-- Start of Selected text --

They run on the same machine, use KahaDB with file locking.
It does not matter if b1 or b2 is started first, it becomes the master.

The other one, the slave, when shutting down - while the master is running - takes forever
to shutdown; it must be `kill -9`'d in the end.

We have a classic dead-lock scenario.  I have attached a `jstack` output when the slave broker
is shutting down.

The race is on between thread #20 and thread #17.
Thread #17 is in 
{code:java}
ActiveMQServiceFactory.destroy(ActiveMQServiceFactory.java:173)
{code}

and thread #20 is in
{code:java}
ActiveMQServiceFactory.updated(ActiveMQServiceFactory.java:140)
{code}

{code}
"CM Configuration Updater (ManagedServiceFactory Update: factoryPid=[org.apache.activemq.server])"
#20 daemon prio=5 os_prio=0 tid=0x00007f793c160800 nid=0x7084 waiting on condition [0x00007f799819f000]
   java.lang.Thread.State: TIMED_WAITING (sleeping)
        at java.lang.Thread.sleep(Native Method)
        at java.lang.Thread.sleep(Thread.java:340)
        at java.util.concurrent.TimeUnit.sleep(TimeUnit.java:386)
        at org.apache.activemq.store.SharedFileLocker.doStart(SharedFileLocker.java:83)

-- End of Selected text --
-- Start of Record excerpts --

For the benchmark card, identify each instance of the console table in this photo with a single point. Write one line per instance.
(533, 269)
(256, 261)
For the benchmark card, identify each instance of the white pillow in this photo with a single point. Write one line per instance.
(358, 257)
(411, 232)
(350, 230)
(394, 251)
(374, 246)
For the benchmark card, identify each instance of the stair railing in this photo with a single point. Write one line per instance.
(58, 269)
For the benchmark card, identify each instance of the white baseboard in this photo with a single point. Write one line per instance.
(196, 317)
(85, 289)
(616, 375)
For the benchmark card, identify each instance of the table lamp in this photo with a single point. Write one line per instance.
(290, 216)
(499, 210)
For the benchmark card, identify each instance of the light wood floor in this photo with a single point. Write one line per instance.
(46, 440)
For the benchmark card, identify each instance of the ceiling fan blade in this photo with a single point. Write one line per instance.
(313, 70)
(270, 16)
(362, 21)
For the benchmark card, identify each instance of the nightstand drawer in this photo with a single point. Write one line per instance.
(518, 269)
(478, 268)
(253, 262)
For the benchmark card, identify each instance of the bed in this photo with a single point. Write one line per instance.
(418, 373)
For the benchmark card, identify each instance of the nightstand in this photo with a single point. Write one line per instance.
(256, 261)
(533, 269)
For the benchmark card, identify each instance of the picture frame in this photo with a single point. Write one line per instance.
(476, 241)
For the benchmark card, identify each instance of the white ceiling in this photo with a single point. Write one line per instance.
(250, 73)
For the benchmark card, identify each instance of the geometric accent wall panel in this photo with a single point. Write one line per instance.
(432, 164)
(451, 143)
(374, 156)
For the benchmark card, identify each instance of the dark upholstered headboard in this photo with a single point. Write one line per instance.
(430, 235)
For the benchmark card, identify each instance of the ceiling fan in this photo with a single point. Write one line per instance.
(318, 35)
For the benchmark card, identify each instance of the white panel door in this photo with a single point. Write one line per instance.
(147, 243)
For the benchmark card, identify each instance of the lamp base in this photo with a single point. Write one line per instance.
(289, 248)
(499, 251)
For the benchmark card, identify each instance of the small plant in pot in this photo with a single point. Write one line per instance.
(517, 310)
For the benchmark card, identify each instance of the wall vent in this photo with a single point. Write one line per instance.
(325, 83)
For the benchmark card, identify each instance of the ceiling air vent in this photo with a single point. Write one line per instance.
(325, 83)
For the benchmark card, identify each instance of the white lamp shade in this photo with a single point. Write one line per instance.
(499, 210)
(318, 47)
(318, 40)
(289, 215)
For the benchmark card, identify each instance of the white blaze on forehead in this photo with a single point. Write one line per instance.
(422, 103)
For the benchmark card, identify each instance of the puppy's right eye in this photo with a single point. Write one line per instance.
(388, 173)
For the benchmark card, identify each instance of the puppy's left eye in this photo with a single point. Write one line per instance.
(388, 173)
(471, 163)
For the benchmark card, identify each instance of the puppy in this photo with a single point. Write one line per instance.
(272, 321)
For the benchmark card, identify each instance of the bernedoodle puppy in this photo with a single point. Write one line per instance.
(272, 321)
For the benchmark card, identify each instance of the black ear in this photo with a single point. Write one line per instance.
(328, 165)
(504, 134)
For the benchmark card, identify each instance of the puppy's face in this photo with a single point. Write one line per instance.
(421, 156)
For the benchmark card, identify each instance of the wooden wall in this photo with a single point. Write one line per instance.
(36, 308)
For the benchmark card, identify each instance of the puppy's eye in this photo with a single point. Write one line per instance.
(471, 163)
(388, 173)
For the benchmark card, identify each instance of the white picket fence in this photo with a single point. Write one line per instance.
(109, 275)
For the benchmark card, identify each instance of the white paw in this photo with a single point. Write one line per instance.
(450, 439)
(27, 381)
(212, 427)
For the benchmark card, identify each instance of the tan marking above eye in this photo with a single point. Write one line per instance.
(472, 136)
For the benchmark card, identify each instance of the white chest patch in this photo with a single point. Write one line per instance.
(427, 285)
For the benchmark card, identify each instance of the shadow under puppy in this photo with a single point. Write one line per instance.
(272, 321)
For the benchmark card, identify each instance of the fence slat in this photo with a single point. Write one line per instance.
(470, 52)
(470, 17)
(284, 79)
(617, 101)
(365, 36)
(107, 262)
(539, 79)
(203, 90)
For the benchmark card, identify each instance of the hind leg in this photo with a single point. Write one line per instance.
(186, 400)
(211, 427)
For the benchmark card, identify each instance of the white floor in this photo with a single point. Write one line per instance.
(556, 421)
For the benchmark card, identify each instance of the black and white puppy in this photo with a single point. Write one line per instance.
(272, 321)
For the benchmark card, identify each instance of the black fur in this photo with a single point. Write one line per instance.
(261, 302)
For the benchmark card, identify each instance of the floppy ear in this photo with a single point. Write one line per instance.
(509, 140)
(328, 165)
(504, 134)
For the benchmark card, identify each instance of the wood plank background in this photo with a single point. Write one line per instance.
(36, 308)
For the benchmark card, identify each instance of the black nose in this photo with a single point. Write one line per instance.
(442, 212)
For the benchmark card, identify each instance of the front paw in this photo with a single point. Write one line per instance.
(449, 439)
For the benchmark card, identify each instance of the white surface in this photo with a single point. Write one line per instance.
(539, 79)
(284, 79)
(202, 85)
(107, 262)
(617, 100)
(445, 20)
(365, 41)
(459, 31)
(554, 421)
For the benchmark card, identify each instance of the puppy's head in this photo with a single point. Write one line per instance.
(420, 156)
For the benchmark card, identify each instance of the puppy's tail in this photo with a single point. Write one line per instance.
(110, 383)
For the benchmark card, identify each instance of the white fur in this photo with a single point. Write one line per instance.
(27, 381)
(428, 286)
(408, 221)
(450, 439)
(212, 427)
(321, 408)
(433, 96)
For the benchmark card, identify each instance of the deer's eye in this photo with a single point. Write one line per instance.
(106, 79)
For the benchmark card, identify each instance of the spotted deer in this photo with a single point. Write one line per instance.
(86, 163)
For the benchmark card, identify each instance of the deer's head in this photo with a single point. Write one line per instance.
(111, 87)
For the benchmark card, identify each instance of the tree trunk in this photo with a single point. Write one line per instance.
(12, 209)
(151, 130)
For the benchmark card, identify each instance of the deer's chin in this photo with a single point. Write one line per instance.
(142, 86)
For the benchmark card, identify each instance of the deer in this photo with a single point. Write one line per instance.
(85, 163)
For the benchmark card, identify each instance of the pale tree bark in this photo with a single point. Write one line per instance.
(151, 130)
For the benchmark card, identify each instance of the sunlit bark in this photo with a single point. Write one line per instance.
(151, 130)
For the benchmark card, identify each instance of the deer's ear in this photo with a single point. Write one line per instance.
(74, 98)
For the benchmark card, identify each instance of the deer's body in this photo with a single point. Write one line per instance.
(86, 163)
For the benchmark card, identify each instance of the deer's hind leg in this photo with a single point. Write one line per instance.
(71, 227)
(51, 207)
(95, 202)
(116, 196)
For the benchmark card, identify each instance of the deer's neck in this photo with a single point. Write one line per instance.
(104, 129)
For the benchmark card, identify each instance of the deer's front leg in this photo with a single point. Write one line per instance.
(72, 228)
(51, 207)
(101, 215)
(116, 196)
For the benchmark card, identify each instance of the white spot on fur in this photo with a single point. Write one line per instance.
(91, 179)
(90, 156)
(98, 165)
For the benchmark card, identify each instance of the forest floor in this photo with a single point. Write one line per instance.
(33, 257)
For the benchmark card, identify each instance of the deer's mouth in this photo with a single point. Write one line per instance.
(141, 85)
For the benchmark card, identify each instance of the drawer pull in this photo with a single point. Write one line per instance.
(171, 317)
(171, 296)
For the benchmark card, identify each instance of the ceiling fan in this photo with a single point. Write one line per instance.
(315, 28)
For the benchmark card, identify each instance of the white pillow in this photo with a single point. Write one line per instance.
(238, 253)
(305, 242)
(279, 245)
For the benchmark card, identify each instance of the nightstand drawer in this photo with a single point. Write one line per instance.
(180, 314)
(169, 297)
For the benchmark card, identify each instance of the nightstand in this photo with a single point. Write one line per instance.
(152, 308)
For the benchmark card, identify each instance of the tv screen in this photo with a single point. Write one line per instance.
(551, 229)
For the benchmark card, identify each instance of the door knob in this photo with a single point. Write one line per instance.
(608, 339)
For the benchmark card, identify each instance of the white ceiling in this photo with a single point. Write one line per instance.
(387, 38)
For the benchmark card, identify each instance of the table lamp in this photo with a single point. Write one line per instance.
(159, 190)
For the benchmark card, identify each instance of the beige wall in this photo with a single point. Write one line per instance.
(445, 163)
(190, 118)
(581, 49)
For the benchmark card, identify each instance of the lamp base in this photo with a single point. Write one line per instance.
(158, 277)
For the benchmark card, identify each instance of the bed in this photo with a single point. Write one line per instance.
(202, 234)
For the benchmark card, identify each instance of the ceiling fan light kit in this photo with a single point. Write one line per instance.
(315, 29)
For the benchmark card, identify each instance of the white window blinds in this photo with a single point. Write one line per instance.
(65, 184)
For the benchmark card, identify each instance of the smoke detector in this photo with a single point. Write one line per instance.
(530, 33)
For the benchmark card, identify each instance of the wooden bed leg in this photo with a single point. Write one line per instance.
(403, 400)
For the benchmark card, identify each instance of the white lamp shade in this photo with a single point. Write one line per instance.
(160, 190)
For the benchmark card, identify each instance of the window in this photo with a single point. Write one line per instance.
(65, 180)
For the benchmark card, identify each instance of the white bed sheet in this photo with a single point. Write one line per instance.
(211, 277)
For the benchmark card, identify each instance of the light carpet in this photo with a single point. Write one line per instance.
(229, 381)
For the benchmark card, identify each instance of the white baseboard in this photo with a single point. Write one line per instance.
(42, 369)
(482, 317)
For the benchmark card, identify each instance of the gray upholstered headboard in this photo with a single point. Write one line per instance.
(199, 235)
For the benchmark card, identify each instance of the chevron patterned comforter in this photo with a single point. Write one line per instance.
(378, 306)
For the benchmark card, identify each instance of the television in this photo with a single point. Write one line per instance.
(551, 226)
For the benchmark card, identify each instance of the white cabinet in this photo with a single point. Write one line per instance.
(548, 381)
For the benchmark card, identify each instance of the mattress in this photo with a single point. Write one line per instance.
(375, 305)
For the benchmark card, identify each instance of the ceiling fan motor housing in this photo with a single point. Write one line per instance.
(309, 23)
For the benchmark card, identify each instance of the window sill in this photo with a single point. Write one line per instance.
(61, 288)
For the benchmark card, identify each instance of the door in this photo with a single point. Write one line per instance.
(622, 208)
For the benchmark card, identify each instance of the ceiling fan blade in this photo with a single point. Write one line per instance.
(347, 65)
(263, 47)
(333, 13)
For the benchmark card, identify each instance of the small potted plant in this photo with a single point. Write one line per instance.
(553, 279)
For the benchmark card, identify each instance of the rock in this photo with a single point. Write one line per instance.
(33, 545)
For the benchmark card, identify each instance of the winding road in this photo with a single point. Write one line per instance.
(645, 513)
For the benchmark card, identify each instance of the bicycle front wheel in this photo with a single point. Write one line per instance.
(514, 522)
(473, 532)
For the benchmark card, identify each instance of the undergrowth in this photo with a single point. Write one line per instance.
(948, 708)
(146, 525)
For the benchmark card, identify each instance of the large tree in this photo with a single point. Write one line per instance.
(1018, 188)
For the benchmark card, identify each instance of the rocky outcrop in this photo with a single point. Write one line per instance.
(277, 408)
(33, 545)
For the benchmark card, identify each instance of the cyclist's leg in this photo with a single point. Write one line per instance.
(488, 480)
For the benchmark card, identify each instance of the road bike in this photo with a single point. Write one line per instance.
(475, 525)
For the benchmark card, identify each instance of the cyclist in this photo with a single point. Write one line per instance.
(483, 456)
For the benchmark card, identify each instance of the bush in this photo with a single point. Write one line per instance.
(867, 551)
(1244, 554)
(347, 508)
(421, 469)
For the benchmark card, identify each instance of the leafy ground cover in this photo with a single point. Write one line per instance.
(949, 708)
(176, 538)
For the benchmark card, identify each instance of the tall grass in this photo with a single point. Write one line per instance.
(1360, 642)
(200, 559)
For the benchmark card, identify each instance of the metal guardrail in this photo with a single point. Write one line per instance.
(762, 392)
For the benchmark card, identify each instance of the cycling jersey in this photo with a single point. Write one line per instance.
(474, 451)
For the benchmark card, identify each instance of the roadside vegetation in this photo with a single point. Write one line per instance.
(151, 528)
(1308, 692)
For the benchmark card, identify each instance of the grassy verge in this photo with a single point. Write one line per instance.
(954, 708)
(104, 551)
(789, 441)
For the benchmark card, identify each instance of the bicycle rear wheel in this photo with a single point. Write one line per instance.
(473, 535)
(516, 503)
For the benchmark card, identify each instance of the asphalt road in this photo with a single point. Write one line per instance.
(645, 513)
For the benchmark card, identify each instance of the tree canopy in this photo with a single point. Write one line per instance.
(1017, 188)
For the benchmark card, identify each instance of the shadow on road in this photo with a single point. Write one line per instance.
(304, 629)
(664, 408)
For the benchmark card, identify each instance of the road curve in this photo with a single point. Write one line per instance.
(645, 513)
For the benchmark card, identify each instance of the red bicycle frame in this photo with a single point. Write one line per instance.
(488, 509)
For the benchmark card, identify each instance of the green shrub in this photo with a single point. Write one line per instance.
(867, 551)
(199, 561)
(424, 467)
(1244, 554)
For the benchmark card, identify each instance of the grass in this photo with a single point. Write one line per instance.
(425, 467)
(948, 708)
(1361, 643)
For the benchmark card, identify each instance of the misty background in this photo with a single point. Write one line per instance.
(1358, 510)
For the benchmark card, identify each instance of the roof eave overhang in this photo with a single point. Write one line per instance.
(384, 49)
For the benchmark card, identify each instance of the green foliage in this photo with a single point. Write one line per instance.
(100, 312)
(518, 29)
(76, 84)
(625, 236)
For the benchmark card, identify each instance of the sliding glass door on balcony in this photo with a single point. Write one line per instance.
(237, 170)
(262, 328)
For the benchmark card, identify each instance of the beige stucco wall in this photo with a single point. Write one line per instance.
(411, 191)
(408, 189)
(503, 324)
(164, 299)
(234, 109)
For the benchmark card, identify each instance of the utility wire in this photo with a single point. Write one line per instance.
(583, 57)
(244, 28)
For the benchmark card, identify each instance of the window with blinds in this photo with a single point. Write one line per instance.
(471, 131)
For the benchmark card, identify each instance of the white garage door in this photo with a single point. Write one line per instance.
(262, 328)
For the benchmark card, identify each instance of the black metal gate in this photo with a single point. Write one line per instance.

-- End of Record excerpts --

(Goals)
a: Decide whether each statement agrees with the deadlock report, answering yes or no and quoting the words of the report that settle it: (i) Whichever broker is started first becomes the master. (ii) The master broker is the one that takes a long time to shut down. (iii) Thread #20 is in a sleeping state.
b: Write a continuation of the deadlock report, starting right after its final line.

(Set of answers)
a:
(i) Yes: "It does not matter if b1 or b2 is started first, it becomes the master."
(ii) No: "The other one, the slave, when shutting down - while the master is running - takes forever to shutdown"
(iii) Yes: "java.lang.Thread.State: TIMED_WAITING (sleeping)"

b:
        at org.apache.activemq.util.ServiceSupport.start(ServiceSupport.java:55)
        at org.apache.activemq.broker.LockableServiceSupport.preStart(LockableServiceSupport.java:94)
        at org.apache.activemq.util.ServiceSupport.start(ServiceSupport.java:54)
        at org.apache.activemq.broker.BrokerService.doStartPersistenceAdapter(BrokerService.java:674)
        at org.apache.activemq.broker.BrokerService.startPersistenceAdapter(BrokerService.java:658)
        at org.apache.activemq.broker.BrokerService.start(BrokerService.java:622)
        at org.apache.activemq.osgi.ActiveMQServiceFactory.updated(ActiveMQServiceFactory.java:140)
        - locked <0x000000072bd74db0> (a org.apache.activemq.osgi.ActiveMQServiceFactory)
        at Proxy8890d2d1_e3a3_4b71_a7a0_88810df56856.updated(Unknown Source)
        at org.apache.felix.cm.impl.helper.ManagedServiceFactoryTracker.updated(ManagedServiceFactoryTracker.java:159)
        at org.apache.felix.cm.impl.helper.ManagedServiceFactoryTracker.provideConfiguration(ManagedServiceFactoryTracker.java:93)
        at org.apache.felix.cm.impl.ConfigurationManager$ManagedServiceFactoryUpdate.provide(ConfigurationManager.java:1597)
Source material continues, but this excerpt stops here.